**Required work**
Each entry below should be returned exactly as is, with the pictures removed.

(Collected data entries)
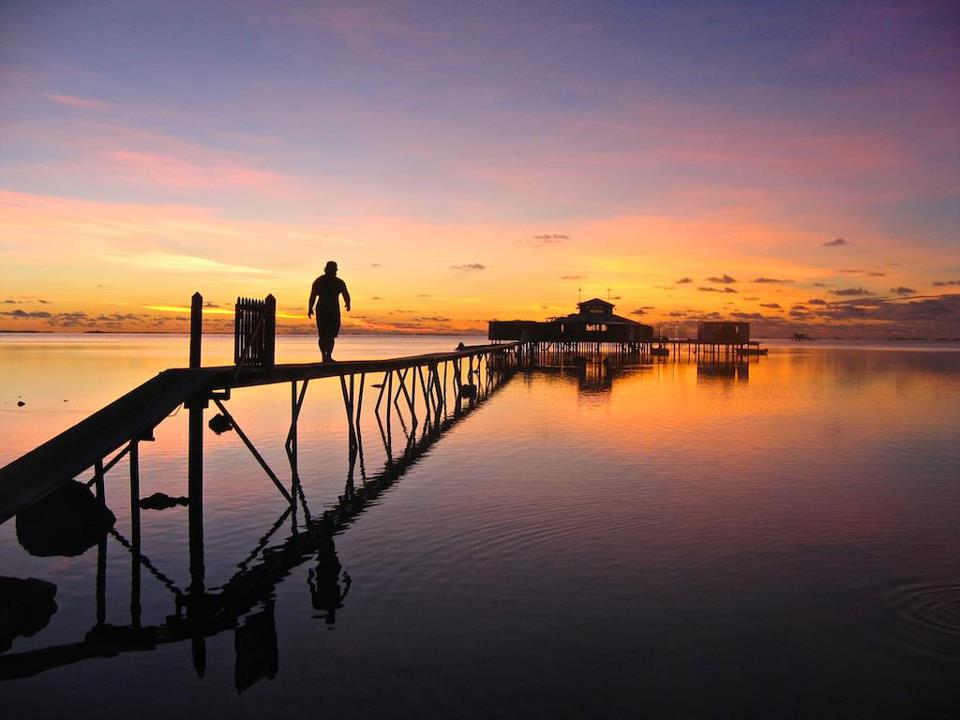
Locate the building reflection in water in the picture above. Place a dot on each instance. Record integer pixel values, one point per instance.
(596, 373)
(245, 604)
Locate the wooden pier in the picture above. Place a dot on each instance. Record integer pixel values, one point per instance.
(129, 420)
(244, 603)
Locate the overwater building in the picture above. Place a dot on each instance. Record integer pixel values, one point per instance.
(594, 322)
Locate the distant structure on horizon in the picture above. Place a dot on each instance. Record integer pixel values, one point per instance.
(594, 322)
(724, 332)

**Exercise output**
Locate the building reflection in water in the picture above. Place a dot on each instance. Record integer pixel values, one point per instance.
(596, 373)
(245, 604)
Locate the wooden pier in the picture above. Place a dot on each instance. Record integer pixel values, one point per instance.
(129, 420)
(244, 603)
Locate the overwater building in the picture above. Place a dot on each instance. Record integer pixel values, one point per instance.
(594, 322)
Locate the distant structure on horizon in the picture above. Place a dot on each instance. Record integer pixel values, one point per instance.
(594, 322)
(724, 332)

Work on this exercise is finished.